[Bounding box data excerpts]
○ ○ ○ ○ ○ ○ ○

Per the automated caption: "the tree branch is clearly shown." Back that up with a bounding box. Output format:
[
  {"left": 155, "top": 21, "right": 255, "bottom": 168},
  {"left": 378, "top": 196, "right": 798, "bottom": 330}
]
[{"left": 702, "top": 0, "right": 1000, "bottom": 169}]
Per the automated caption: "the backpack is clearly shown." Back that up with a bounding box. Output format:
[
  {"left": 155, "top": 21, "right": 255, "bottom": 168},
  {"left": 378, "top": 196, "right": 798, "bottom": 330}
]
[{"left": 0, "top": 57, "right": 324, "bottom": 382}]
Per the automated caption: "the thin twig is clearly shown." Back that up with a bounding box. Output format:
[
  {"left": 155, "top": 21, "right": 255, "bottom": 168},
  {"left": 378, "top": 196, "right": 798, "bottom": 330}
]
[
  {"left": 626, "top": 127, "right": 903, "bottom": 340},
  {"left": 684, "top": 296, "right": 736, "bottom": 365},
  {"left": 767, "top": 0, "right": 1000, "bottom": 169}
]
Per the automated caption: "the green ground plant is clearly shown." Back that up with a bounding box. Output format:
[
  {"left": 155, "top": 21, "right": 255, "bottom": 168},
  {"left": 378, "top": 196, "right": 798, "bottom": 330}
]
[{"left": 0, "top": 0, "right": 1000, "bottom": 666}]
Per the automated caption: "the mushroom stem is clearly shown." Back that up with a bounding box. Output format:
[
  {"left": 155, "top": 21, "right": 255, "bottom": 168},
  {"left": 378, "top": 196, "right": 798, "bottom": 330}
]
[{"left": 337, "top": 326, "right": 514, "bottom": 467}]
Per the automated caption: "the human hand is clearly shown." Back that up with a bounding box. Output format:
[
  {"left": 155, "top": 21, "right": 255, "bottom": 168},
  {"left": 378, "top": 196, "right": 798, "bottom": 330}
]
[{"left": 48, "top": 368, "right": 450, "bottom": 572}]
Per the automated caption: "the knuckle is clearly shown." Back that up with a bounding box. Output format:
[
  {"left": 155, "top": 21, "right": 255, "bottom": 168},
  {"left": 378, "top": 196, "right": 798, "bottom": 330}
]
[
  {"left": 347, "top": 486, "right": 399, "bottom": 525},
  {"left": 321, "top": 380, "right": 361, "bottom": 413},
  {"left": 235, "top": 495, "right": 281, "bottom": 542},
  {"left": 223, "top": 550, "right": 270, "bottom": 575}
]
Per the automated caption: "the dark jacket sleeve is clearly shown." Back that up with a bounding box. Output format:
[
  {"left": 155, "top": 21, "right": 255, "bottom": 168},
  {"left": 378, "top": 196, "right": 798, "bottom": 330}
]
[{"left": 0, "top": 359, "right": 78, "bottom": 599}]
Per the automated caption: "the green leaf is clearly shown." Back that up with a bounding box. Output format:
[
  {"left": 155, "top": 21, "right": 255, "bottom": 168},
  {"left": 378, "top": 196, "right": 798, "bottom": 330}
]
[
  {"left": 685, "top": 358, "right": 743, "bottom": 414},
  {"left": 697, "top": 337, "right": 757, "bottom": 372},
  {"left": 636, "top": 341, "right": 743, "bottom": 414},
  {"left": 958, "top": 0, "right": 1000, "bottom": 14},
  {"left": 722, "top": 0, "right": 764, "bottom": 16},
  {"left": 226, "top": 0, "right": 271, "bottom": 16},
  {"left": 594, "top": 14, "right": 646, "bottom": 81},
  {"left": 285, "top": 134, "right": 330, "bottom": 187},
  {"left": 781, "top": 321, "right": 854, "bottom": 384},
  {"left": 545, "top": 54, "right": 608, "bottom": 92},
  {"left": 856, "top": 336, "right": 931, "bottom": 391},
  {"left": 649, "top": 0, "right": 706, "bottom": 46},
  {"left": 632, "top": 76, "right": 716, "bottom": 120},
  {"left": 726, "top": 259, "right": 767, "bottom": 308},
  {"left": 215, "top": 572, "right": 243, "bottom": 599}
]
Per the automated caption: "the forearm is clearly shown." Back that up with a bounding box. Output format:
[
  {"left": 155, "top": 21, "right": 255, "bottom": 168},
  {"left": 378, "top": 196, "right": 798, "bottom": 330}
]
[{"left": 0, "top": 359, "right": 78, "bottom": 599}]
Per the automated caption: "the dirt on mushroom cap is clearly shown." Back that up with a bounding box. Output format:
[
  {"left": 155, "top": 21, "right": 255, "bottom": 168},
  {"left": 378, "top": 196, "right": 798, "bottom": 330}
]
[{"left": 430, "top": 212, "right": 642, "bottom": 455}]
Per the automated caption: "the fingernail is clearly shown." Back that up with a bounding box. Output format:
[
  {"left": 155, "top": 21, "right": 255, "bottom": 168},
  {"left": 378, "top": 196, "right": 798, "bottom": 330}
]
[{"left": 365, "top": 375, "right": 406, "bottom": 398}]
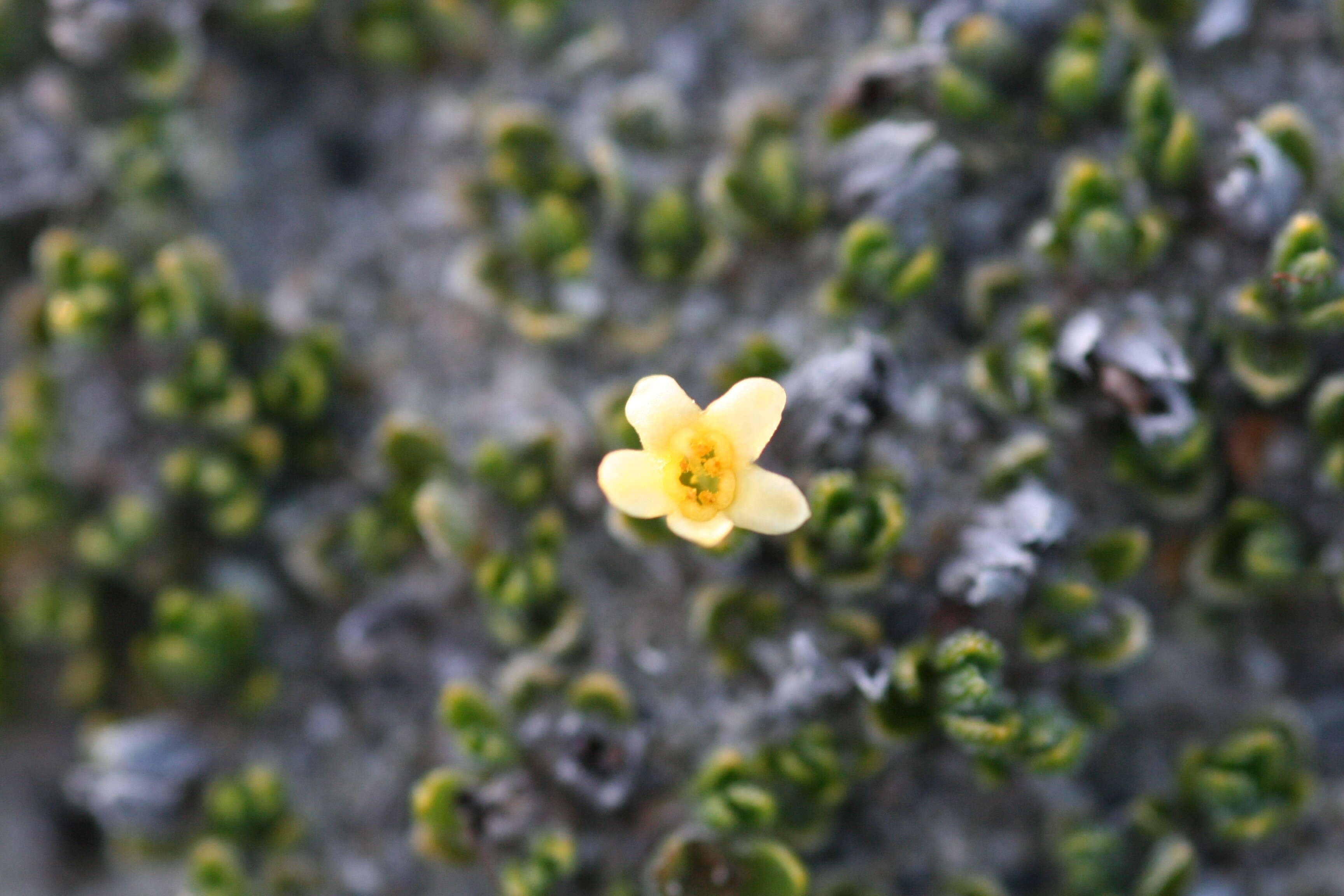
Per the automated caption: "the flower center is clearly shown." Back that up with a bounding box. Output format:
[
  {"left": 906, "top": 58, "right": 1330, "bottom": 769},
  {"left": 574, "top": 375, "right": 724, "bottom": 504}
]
[{"left": 663, "top": 426, "right": 738, "bottom": 523}]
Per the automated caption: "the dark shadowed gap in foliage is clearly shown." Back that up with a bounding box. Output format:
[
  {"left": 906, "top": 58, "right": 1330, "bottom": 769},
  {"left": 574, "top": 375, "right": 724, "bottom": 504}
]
[
  {"left": 43, "top": 790, "right": 106, "bottom": 892},
  {"left": 317, "top": 130, "right": 374, "bottom": 189}
]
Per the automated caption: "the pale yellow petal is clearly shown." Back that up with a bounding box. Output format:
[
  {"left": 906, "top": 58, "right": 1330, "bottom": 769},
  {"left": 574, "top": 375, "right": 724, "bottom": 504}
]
[
  {"left": 625, "top": 373, "right": 700, "bottom": 452},
  {"left": 597, "top": 449, "right": 672, "bottom": 520},
  {"left": 668, "top": 512, "right": 733, "bottom": 548},
  {"left": 724, "top": 464, "right": 812, "bottom": 535},
  {"left": 702, "top": 376, "right": 785, "bottom": 462}
]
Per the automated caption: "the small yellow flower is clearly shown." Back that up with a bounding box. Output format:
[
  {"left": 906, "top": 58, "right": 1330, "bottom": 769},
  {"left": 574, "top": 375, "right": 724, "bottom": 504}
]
[{"left": 597, "top": 375, "right": 812, "bottom": 548}]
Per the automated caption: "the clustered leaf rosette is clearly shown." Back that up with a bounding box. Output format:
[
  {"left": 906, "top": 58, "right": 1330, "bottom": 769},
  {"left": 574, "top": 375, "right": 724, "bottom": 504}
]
[
  {"left": 474, "top": 509, "right": 583, "bottom": 654},
  {"left": 820, "top": 218, "right": 942, "bottom": 314},
  {"left": 870, "top": 629, "right": 1088, "bottom": 780},
  {"left": 1028, "top": 157, "right": 1171, "bottom": 279},
  {"left": 1227, "top": 212, "right": 1344, "bottom": 404},
  {"left": 789, "top": 470, "right": 906, "bottom": 594},
  {"left": 597, "top": 375, "right": 812, "bottom": 548},
  {"left": 344, "top": 415, "right": 448, "bottom": 572},
  {"left": 966, "top": 305, "right": 1059, "bottom": 416},
  {"left": 32, "top": 228, "right": 130, "bottom": 344},
  {"left": 702, "top": 101, "right": 825, "bottom": 238},
  {"left": 1134, "top": 718, "right": 1313, "bottom": 844},
  {"left": 632, "top": 187, "right": 714, "bottom": 284},
  {"left": 450, "top": 105, "right": 613, "bottom": 341},
  {"left": 411, "top": 672, "right": 626, "bottom": 896},
  {"left": 1185, "top": 497, "right": 1306, "bottom": 604},
  {"left": 204, "top": 766, "right": 303, "bottom": 853},
  {"left": 1110, "top": 414, "right": 1220, "bottom": 520},
  {"left": 141, "top": 587, "right": 275, "bottom": 709},
  {"left": 1125, "top": 63, "right": 1200, "bottom": 189},
  {"left": 186, "top": 766, "right": 318, "bottom": 896},
  {"left": 1052, "top": 823, "right": 1197, "bottom": 896},
  {"left": 0, "top": 366, "right": 65, "bottom": 535},
  {"left": 934, "top": 12, "right": 1026, "bottom": 124},
  {"left": 1022, "top": 528, "right": 1152, "bottom": 672},
  {"left": 1044, "top": 12, "right": 1129, "bottom": 121},
  {"left": 714, "top": 333, "right": 793, "bottom": 391},
  {"left": 646, "top": 747, "right": 808, "bottom": 896}
]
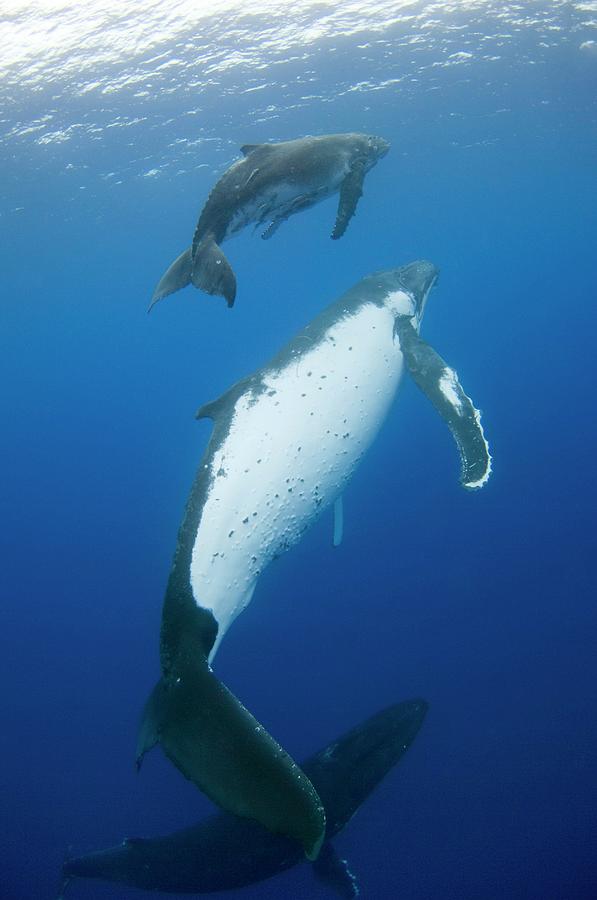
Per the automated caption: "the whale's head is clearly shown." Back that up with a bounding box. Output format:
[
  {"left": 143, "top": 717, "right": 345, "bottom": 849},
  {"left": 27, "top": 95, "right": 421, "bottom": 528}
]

○ ○ ○ ○ ○ ○ ○

How many lines in the rows above contain the string "mushroom", counting only matches with the same case? Reply with the number alone.

Result of the task >>
2